Faithfully repeat all of the records, as they are written below.
Data records START
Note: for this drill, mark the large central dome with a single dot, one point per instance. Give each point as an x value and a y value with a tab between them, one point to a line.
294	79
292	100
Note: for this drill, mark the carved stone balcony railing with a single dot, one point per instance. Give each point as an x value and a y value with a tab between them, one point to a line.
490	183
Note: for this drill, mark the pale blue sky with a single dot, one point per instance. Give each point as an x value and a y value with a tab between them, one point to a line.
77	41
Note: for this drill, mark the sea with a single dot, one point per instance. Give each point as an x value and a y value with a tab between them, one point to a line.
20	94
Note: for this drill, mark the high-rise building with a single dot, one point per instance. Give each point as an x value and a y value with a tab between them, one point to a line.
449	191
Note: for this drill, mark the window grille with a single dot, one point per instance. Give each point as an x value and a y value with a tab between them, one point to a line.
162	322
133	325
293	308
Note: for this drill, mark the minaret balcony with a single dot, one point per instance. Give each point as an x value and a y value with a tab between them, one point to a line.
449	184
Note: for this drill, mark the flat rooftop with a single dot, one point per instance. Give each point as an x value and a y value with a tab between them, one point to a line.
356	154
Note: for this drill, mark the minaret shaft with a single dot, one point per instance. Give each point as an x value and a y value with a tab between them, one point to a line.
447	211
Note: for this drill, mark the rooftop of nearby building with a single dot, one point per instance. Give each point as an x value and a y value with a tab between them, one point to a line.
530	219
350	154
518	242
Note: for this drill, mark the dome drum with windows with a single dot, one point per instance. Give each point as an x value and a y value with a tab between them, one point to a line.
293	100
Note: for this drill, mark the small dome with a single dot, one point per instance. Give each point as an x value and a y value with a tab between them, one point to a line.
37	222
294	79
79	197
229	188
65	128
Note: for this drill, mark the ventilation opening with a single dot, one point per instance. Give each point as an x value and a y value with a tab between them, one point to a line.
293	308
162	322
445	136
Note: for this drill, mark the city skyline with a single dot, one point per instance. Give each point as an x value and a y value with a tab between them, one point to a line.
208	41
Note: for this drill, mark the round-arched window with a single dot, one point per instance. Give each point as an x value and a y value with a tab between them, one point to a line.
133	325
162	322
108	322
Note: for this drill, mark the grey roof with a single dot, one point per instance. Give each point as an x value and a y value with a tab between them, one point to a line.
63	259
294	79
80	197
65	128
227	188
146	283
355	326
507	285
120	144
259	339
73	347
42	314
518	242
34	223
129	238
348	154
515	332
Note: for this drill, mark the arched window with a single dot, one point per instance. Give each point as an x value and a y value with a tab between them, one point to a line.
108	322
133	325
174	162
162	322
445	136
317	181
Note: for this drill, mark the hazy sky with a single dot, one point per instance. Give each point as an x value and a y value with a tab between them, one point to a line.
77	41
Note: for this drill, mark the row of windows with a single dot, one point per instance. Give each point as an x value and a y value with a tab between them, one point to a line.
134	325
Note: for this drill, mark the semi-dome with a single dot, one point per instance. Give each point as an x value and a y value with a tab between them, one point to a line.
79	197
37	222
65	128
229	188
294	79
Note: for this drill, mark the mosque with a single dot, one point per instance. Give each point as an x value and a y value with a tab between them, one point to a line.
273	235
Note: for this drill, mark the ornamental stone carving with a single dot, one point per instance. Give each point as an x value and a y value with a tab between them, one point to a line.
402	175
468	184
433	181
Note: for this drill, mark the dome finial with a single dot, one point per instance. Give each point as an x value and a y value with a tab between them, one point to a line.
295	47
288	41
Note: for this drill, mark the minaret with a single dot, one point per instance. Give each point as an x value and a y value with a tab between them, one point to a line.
Data records END
Task response:
Note: for this drill, mark the large central dome with a single dot, one point per instance. Give each point as an x value and a y value with a tab between them, one point to a line.
294	79
292	100
Note: for this drill, mark the carved stone balcony railing with a single dot, one point per instance. Give each point as an x value and a y value with a tab between them, one point to a line.
490	183
Note: for this drill, mark the pale blue sky with a single dot, one point per instance. Give each point as an x value and a y value with a tab between them, one point to a line.
77	41
Note: for this drill, mark the sea with a single dot, one point per instance. Give each point as an x value and a y value with a tab between them, one point to a line.
20	94
Note: for this drill, mark the high-rise building with a single dot, one point per instance. Give each point as an x value and a y value with a tab between them, one point to a line.
449	191
Note: for this drill, mark the window grille with a single dot, one point per instance. Give each point as an x value and a y value with a tab between them, one point to a line.
162	322
133	325
293	308
Note: for this drill, mark the minaret balcony with a single dot, one point per instance. Give each point as an x value and a y value with a tab between them, one point to a line.
449	184
Note: for this drill, mark the flat rooftop with a single dot, one point per instance. Give each point as an x value and a y value with a tab between them, one point to a line.
356	154
Note: for this drill, mark the minaret shaft with a single dot, one point per instance. Give each point as an x value and a y value with a tab between them, one point to a line.
447	211
Note: for this drill, mark the rooftop of nearby building with a single dot, one point per instance. Give each point as an x value and a y value with a tab between them, one point to a line.
530	219
350	154
518	242
Note: for this drill, mark the dome drum with windows with a single dot, one point per instance. Give each point as an x value and a y value with a tab between them, one point to a line.
293	100
Note: for this drill, mark the small dome with a single dot, one point per instance. Give each point as an x value and a y value with a tab between them, one point to a line.
37	222
294	79
79	197
229	188
65	128
Note: for this drill, mark the ventilation opening with a single dot, one point per instance. Give each point as an x value and a y value with a tab between them, one point to a line.
293	308
162	322
445	136
Note: for this drill, mark the city skyline with a single dot, one point per instance. Give each point as an x value and a y value with a tab between them, one point to a line.
208	41
Note: for this drill, mark the round-arched window with a single dot, one point per instance. Give each point as an x value and a y value with a tab between them, one point to a line.
133	325
162	322
108	322
Note: for this drill, mark the grey roof with a single dot, one point per instance. Give each point as an x value and a y value with a tab between them, one point to a line.
63	259
294	79
80	197
65	128
227	188
146	283
355	326
507	285
120	144
259	339
73	347
42	314
518	242
34	223
129	238
348	154
515	332
Note: for this drill, mark the arched window with a single dot, one point per instance. Give each point as an x value and a y value with a tab between them, one point to a line.
108	322
133	325
174	162
162	322
445	136
317	181
Note: for this drill, mark the hazy sky with a single dot, one point per instance. Give each point as an x value and a y value with a tab between them, one point to a line.
77	41
Note: for this drill, mark the row of windows with a single dot, one point per instance. Give each point as an x value and a y value with a tab between them, one point to a line.
134	325
Note: for this drill, mark the semi-dome with a single dot, one point per instance. Give each point as an x value and a y value with a tab between them, one point to a line.
79	197
37	222
65	128
229	188
294	79
Note: for this drill, mark the mosque with a single dot, one point per instance. Give each point as an x value and a y value with a tab between them, one point to a line.
273	235
Note: for this drill, mark the ornamental stone carving with a single dot, one point per instance. Give each point as an x value and a y value with a tab between them, one point to a line.
402	175
468	184
433	181
Note: for this drill, mark the dome finial with a single dot, one point per instance. Give each point as an x value and a y value with a tab between them, one point to a line.
295	47
288	41
Note: for this drill, mark the minaret with a single dot, one point per instance. Give each point as an x value and a y value with a tab between them, one point to a line.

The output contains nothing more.